--- THE TASK ---
Quote every entry below word for word, with no changes.

(Pointing records)
──────────────────────────────

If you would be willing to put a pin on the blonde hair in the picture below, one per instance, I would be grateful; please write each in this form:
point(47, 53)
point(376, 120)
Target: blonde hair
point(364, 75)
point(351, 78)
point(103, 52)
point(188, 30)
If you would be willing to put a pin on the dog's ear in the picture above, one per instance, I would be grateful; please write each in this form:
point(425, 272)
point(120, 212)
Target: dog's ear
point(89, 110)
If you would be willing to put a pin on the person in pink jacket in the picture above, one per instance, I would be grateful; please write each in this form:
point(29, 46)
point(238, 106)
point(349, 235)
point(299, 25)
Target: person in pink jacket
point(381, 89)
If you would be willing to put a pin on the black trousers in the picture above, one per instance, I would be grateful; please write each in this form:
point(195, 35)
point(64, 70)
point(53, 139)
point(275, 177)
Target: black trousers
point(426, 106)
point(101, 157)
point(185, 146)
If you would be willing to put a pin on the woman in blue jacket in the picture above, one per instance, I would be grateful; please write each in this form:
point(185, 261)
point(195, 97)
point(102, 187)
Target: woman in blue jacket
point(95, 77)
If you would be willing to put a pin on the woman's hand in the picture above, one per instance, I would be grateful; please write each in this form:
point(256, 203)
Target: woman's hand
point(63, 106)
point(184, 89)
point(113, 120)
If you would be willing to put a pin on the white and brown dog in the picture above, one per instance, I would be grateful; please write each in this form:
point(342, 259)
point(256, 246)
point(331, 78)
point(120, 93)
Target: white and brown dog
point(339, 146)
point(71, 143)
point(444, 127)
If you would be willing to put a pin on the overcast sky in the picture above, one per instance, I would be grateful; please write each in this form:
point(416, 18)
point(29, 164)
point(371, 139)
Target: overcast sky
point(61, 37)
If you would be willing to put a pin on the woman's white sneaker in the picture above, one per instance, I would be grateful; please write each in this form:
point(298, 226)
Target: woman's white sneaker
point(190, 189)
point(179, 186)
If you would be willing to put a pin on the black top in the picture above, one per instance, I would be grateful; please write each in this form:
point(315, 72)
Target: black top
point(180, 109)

──────────────────────────────

--- RIGHT ANSWER ---
If you would be willing to put a pin on the blonde hair in the picture below, one per instance, I would be grateful; please write each in this form:
point(47, 53)
point(376, 120)
Target: blonde hair
point(364, 75)
point(351, 78)
point(103, 52)
point(188, 30)
If you would be willing to put a pin on the dog's ear in the picture above, one per instance, I would be grateful; please write each in this form:
point(425, 272)
point(120, 212)
Target: dog's ear
point(89, 110)
If you would be willing to put a pin on the person in pink jacket in the picture above, one per instance, I would be grateful; please write each in this form:
point(29, 46)
point(238, 106)
point(349, 235)
point(299, 25)
Target: person in pink jacket
point(381, 89)
If you would be willing to put a pin on the black trousers in the picture above, one per instance, I would be grateful; please write each in this form:
point(195, 35)
point(64, 70)
point(53, 139)
point(275, 177)
Target: black trousers
point(426, 106)
point(101, 157)
point(185, 146)
If you would be willing to put a pin on the woman in blue jacket in the picture above, one per instance, I would be grateful; please write each in this form:
point(185, 261)
point(195, 97)
point(102, 187)
Target: woman in blue jacket
point(95, 77)
If you would be willing to put a pin on the woman's hand in the picture above, one per instance, I would be grateful; please write each in this form:
point(256, 203)
Target: woman's hand
point(63, 106)
point(184, 89)
point(113, 120)
If you would be willing to put a pin on the white and brown dog in the picture above, one per instance, I would be grateful; please write each in this form:
point(342, 259)
point(256, 246)
point(331, 78)
point(120, 93)
Target: white and brown dog
point(339, 146)
point(71, 143)
point(444, 127)
If you would be willing to put a pin on the overcast sky in the picture above, one per instance, I would be grateful; please write each in this form:
point(416, 18)
point(29, 164)
point(371, 139)
Target: overcast sky
point(61, 37)
If you would be willing to put a pin on the woman's white sneaker in the picture above, one per instance, I would be grateful; please write each in this form:
point(298, 226)
Target: woman's white sneaker
point(190, 189)
point(179, 186)
If you would be willing to put a pin on the black top in the picture above, one per instance, I would be grateful; please write each in this form:
point(315, 72)
Target: black top
point(180, 109)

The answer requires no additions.